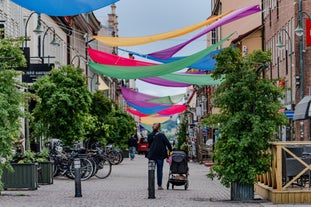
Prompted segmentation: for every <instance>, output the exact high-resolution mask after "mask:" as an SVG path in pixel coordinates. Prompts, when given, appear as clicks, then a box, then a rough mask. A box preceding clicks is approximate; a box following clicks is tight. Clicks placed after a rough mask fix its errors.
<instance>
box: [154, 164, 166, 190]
mask: <svg viewBox="0 0 311 207" xmlns="http://www.w3.org/2000/svg"><path fill="white" fill-rule="evenodd" d="M155 163H156V166H157V184H158V186H161V187H162V178H163V163H164V161H163V160H155Z"/></svg>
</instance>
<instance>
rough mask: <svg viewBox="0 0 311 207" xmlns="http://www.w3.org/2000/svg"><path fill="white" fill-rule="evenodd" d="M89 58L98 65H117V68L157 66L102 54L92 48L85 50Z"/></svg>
mask: <svg viewBox="0 0 311 207" xmlns="http://www.w3.org/2000/svg"><path fill="white" fill-rule="evenodd" d="M87 51H88V54H89V56H90V58H91V59H92V60H93V61H94V62H96V63H100V64H107V65H118V66H147V65H157V64H156V63H150V62H144V61H139V60H134V59H130V58H125V57H121V56H118V55H114V54H110V53H106V52H102V51H99V50H95V49H92V48H88V49H87Z"/></svg>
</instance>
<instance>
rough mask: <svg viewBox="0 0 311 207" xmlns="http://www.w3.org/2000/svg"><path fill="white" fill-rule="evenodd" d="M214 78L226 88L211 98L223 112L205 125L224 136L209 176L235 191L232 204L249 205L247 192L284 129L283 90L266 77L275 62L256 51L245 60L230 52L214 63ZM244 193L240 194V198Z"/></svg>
mask: <svg viewBox="0 0 311 207" xmlns="http://www.w3.org/2000/svg"><path fill="white" fill-rule="evenodd" d="M216 61H217V64H216V69H215V71H214V72H213V74H212V76H213V77H215V78H220V77H223V76H224V80H223V82H222V83H221V84H220V85H219V86H218V88H217V89H216V90H215V91H214V93H213V98H214V101H213V106H214V107H217V108H220V113H219V114H212V115H211V116H209V117H208V118H206V119H205V120H203V121H202V124H203V125H205V124H206V125H209V126H211V125H213V126H215V127H214V128H218V131H219V132H220V135H219V137H218V138H217V140H216V143H215V150H214V161H215V163H214V165H213V166H212V167H211V172H210V174H209V175H208V176H209V177H211V178H214V177H216V176H217V177H218V178H219V179H220V181H221V183H222V184H224V185H225V186H226V187H230V186H231V190H232V192H231V199H232V200H250V199H253V198H252V197H253V196H254V194H252V193H249V192H251V190H249V186H251V187H253V184H254V183H255V182H256V179H255V176H256V175H260V174H263V173H265V172H267V171H268V170H269V168H270V165H271V158H272V155H271V154H270V153H268V149H269V146H270V145H269V142H271V141H274V140H276V136H275V135H276V132H277V127H278V126H281V125H284V124H285V123H286V121H287V120H286V116H285V115H284V114H283V113H279V109H281V108H283V107H284V106H283V105H282V104H281V102H280V100H281V99H282V97H283V95H284V94H283V90H284V89H283V88H281V87H278V86H277V84H276V82H273V81H271V80H269V79H266V78H265V77H263V74H264V72H263V71H264V70H265V68H266V65H268V64H269V63H270V61H271V55H270V53H269V52H263V51H255V52H253V53H251V54H249V55H248V56H246V57H242V56H241V54H240V51H239V50H238V49H235V48H233V47H228V48H226V49H224V50H223V51H222V52H220V53H219V54H218V56H217V58H216ZM241 193H242V194H241Z"/></svg>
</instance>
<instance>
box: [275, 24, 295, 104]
mask: <svg viewBox="0 0 311 207" xmlns="http://www.w3.org/2000/svg"><path fill="white" fill-rule="evenodd" d="M281 31H284V32H285V34H286V35H287V37H288V41H289V50H290V54H289V56H290V59H289V61H290V109H291V110H292V104H293V64H292V62H293V57H292V55H293V50H292V40H291V38H290V35H289V33H288V32H287V31H286V30H285V29H281ZM276 46H277V47H278V48H283V47H284V46H285V45H284V44H283V41H282V36H281V33H280V34H279V41H278V43H277V44H276Z"/></svg>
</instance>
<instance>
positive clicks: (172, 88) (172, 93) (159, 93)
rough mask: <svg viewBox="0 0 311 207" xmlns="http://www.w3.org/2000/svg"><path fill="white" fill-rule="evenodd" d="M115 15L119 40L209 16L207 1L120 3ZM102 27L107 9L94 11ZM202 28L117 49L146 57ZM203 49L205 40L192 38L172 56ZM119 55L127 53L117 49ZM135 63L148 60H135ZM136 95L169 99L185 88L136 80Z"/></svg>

^^^^

▶ Work order
Should a line in the material contain "clicks", copy it.

▶ Exercise response
Prompted segmentation: for every <instance>, output the exact high-resolution mask after "mask:" as an SVG path in pixel coordinates. Prompts, when given, appear as clicks, then a box, then a rough mask. A box preceding clicks is approximate; a box following clicks is tight. Clicks placed after a rough mask fix its errors.
positive clicks: (172, 88) (172, 93) (159, 93)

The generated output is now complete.